Output the part of the distribution feeder analysis that runs from "Evan Zaborski" up to and including "Z=A-BC^(-1) D (1)", copied word for word.

Passage to read:
════════

# Electrical Distribution Feeder Analysis

**Topics:**Voltage, Electronics terms, Voltage drop

**Pages:**5 (1240 words)

**Published:**November 29, 2010

Distribution Feeder Analysis

11/29/2010

Kris Bartell

Matt Drzewiecki

Evan Zaborski

1.0Abstract

This project offered the opportunity to simulate the voltage profile of an IEEE sample distribution feeder. Through an iterative process, this can be accomplished using a series of calculations. To achieve this goal, the simulation package Matlab was used as the driving force behind the programming and calculating.

Discussion

2.1 Individual Segment Modeling

To simulate the feeder, the first thing needed is a model of each line segment. To construct this model, code can be written that computes the distances between conductors by using the configurations and conductor values given for each line segment. These results provide the information needed to create the primitive impedance matrix, Zprim. Using the matrix operation known as Kron reduction, shown in Equation (1) below, these primitive matrices can be converted into Zabc impedance matrices. Z=A-BC^(-1) D (1)

════════

Recorded data

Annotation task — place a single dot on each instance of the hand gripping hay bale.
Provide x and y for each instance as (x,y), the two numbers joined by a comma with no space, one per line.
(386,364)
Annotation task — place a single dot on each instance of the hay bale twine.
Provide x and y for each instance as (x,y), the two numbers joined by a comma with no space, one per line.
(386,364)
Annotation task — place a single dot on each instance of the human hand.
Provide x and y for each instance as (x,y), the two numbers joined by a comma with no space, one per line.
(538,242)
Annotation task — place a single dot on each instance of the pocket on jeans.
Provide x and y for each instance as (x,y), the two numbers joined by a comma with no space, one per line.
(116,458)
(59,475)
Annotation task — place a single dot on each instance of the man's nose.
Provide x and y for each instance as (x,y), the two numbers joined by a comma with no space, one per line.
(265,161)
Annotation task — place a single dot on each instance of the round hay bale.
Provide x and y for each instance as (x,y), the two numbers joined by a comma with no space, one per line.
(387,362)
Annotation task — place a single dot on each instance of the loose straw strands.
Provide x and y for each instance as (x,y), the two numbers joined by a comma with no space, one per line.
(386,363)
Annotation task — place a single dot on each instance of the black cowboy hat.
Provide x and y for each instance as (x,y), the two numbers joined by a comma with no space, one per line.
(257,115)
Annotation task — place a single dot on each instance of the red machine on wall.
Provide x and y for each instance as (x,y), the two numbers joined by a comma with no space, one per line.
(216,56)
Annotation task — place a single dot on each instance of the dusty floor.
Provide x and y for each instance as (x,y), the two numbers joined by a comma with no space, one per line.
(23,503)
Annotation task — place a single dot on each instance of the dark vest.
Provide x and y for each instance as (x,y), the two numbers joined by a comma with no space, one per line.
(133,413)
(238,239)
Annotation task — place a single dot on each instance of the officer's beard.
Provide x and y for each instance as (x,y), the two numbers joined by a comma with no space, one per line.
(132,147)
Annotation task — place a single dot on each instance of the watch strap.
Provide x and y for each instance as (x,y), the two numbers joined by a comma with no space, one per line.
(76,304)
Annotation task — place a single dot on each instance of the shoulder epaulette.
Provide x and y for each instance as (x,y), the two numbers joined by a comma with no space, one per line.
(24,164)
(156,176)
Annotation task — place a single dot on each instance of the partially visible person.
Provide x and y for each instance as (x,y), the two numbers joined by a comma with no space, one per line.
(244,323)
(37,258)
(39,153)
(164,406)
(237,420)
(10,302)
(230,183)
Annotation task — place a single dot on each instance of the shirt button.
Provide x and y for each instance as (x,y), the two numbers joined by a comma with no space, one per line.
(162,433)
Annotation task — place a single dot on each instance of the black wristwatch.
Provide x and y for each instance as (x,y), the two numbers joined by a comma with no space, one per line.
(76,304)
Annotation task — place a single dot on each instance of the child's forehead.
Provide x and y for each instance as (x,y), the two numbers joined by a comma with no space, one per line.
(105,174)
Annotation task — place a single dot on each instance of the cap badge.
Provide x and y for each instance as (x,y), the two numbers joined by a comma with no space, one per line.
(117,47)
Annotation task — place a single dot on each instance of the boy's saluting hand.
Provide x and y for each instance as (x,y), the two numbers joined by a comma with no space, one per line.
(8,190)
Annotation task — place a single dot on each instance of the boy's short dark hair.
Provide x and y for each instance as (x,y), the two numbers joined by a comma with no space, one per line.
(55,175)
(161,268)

════════

Written solution:
Evan Zaborski

1.0Abstract

This project offered the opportunity to simulate the voltage profile of an IEEE sample distribution feeder. Through an iterative process, this can be accomplished using a series of calculations. To achieve this goal, the simulation package Matlab was used as the driving force behind the programming and calculating.

Discussion

2.1 Individual Segment Modeling

To simulate the feeder, the first thing needed is a model of each line segment. To construct this model, code can be written that computes the distances between conductors by using the configurations and conductor values given for each line segment. These results provide the information needed to create the primitive impedance matrix, Zprim. Using the matrix operation known as Kron reduction, shown in Equation (1) below, these primitive matrices can be converted into Zabc impedance matrices. Z=A-BC^(-1) D (1)